─── EXTRACT

Fliss McCalmont discusses the benefits of being a membership-only practice and how to successfully move to that business model.
Why become a membership-only practice?
For obvious reasons, financial stability and security has taken higher priority for many business owners recently.
Having a membership plan ensures a guaranteed regular income, which is especially welcome during times of crisis such as those we have all just experienced. Throughout that time, we saw only two per cent of patients cancelling their plans, so that usual stable income continued to support the practice during those tough months.
Therefore, if all of your patients are on a plan, it not only gives you greater peace of mind but also allows you to structure your business in a way that enables you to more easily plan ahead and have a clear view of your finances.
If you’re an NHS practice moving to private, becoming membership-only from the start can also help to smooth that transition.
That’s exactly what Shrubbery Dental Practice did in 2005, as partner Jessica Crawford-Clarke, explains, ‘We felt it would enable us to provide the best service for the patients to transition from paying NHS fees to a relatively small monthly amount, compared to pay-as-you-go fees or a hefty plan to cover predicted treatment needs. This way patients would benefit from the essential routine care and only pay for what they need when they need it. With the added benefits of our in-house and worldwide emergency assistance.’
Whether you are moving from the NHS or are already private, many people choose to have a plan in their practice for many reasons. Along with the financial security it can bring, patients on a plan are more motivated to attend appointments.
This means that being on a plan helps to deliver more preventive care and improve your patients’ health. It also helps to reduce the white space in your diary as you have less Fail to Attends and fill your patient list with people who are more invested in looking after their dental health.
Making membership your default setting can only increase all of these benefits to your business and the patients you care for.

──────
─── DATASET EXCERPTS

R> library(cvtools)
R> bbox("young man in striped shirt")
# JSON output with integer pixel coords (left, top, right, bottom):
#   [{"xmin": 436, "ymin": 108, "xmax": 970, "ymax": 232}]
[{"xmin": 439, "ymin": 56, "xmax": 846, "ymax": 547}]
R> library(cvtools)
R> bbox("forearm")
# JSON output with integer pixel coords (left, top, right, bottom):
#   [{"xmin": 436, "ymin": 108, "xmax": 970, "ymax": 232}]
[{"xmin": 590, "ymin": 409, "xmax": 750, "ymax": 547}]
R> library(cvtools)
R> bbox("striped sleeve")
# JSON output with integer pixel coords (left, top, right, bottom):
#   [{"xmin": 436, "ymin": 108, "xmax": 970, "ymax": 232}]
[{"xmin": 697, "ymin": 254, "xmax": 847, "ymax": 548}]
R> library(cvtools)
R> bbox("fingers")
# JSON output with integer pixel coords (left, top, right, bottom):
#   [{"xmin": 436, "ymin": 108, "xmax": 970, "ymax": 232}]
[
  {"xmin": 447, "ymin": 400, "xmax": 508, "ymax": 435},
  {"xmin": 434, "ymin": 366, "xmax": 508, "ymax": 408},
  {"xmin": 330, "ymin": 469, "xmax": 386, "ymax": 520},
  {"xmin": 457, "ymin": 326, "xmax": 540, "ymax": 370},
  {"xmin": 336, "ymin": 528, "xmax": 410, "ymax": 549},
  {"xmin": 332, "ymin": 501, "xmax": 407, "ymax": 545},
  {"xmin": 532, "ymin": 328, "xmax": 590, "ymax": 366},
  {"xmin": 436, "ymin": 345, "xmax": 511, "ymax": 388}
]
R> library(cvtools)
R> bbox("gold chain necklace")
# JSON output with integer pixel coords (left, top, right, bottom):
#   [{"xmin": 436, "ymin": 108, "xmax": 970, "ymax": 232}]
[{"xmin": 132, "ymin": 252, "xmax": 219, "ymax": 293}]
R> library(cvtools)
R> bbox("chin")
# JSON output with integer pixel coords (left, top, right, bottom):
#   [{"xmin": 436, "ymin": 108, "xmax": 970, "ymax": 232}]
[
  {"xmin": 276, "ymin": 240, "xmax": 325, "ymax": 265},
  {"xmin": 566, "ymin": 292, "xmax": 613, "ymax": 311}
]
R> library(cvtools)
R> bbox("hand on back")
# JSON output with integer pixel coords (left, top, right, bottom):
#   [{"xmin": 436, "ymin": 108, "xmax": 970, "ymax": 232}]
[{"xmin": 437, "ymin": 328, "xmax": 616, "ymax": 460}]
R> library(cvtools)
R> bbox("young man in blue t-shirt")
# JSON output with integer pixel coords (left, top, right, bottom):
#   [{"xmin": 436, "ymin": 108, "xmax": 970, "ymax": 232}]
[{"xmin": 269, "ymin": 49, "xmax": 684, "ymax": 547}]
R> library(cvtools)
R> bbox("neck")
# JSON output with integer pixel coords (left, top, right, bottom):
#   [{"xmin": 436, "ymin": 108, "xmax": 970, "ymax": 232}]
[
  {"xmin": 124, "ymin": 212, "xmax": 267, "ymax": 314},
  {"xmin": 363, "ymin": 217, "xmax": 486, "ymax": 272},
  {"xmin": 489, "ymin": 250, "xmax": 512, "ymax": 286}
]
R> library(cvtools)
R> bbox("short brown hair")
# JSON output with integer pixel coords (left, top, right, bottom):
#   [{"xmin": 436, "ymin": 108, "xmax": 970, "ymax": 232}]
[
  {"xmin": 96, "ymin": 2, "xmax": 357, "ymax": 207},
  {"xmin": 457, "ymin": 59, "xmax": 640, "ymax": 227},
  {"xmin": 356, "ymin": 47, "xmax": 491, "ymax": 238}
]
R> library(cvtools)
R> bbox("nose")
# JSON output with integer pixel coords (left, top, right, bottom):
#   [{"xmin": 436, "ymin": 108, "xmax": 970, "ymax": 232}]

──────
─── DATASET EXCERPTS

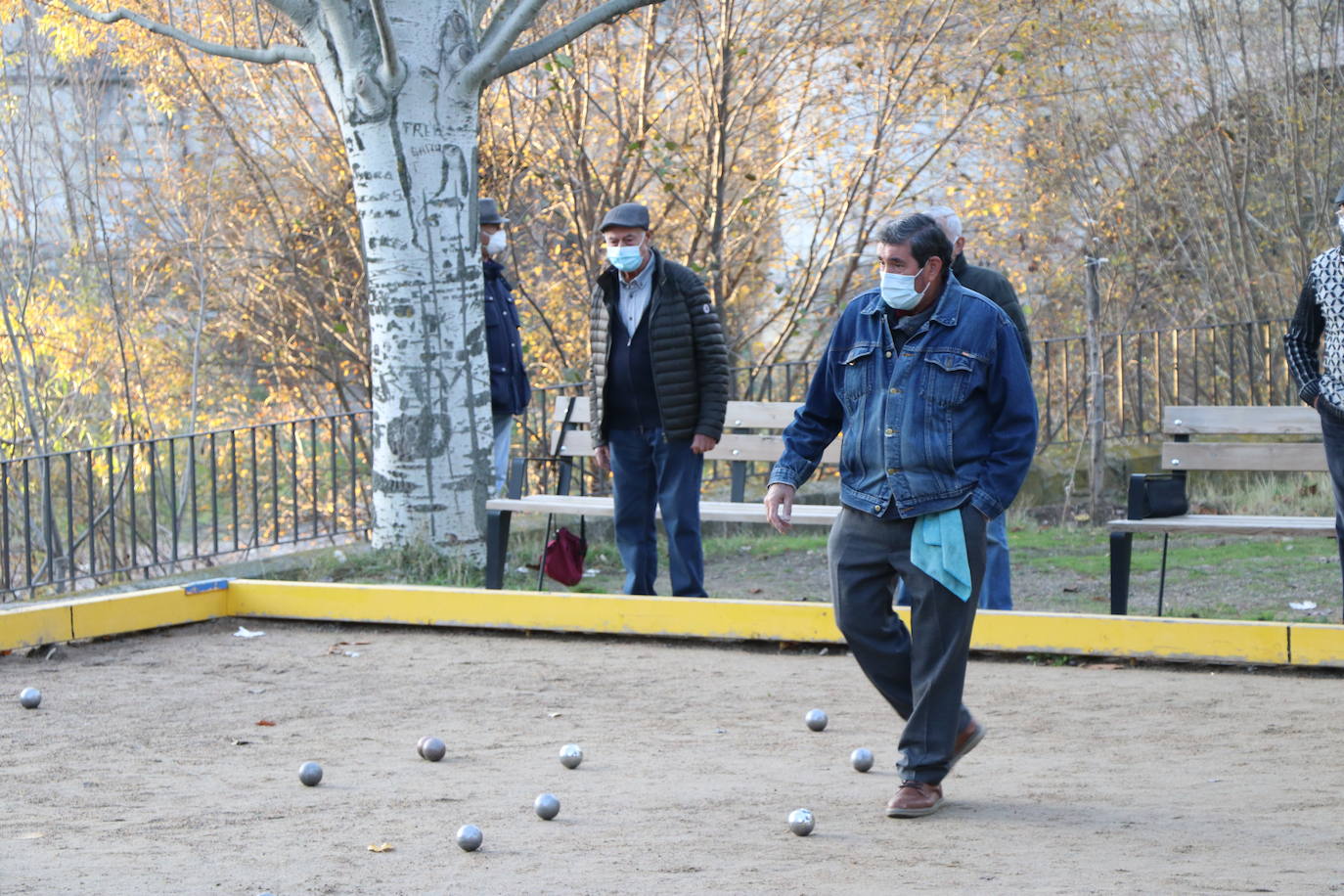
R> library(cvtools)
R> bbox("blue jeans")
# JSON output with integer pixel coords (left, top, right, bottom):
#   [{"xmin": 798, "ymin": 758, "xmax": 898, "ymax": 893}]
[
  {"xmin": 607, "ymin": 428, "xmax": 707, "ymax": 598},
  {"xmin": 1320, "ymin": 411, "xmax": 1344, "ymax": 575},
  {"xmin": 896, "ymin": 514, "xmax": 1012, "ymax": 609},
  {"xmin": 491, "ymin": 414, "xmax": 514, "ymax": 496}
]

──────

▸ ACTIONS TO TAKE
a) Answer these questions about the article on membership-only dental practices:
(i) What share of patients cancelled their plans during the recent crisis?
(ii) In what year did Shrubbery Dental Practice make this move?
(iii) What are patients on a plan more motivated to do?
b) Summarize the article on membership-only dental practices in two sentences.
c) Go on with the article on membership-only dental practices, starting after its last sentence.
The listing has nothing to do with what you are asked to do here.

▸ ANSWERS TO THE EXERCISES
a)
(i) Two per cent.
(ii) 2005.
(iii) Attend appointments.

b) A membership plan guarantees a regular income that supports a practice even in a crisis, gives a clear view of its finances, and can ease the move from NHS to private care, as Shrubbery Dental Practice found in 2005. Patients on a plan are also more motivated to attend appointments, which delivers more preventive care, improves their health, and reduces the white space in the diary.

c)
How to move to membership-only
Making any change to the way you structure your business needs forethought and planning. I asked Jessica to share her advice for anyone thinking of following in their footsteps and becoming membership-only.
These are some of her tips:
- Be transparent with costs and show patients that there will be a financial saving to help patients feel they are getting a good deal. Patients can see they are saving even without the discount on further treatment and so in effect the plan sells itself.
- If the team all truly believe it is the right thing for the patient and everyone is ‘on the bus’, it makes it much easier to advise patients as to the benefits.
- Keep the positive messages at the core of patient communication. Create a culture that patients want to belong to and make sure you deliver.
- Reinforce the benefits that patients will receive and that the plan makes it easier to take control of their own health as regular payments will make it less likely they will lapse in their routine and preventive care. The added benefit of spreading the costs means their dental care is covered even if unexpected costs crop up.
- Make sure you do the sums. Carefully set out the ideal plans with regard to time and what is included and get input from your team.
Having a membership plan proved to be a lifeline for many practices during the turmoil of 2020. As we move through 2021, transitioning to an exclusive membership basis could be the key to future-proofing your practice and creating a stronger, more resilient business.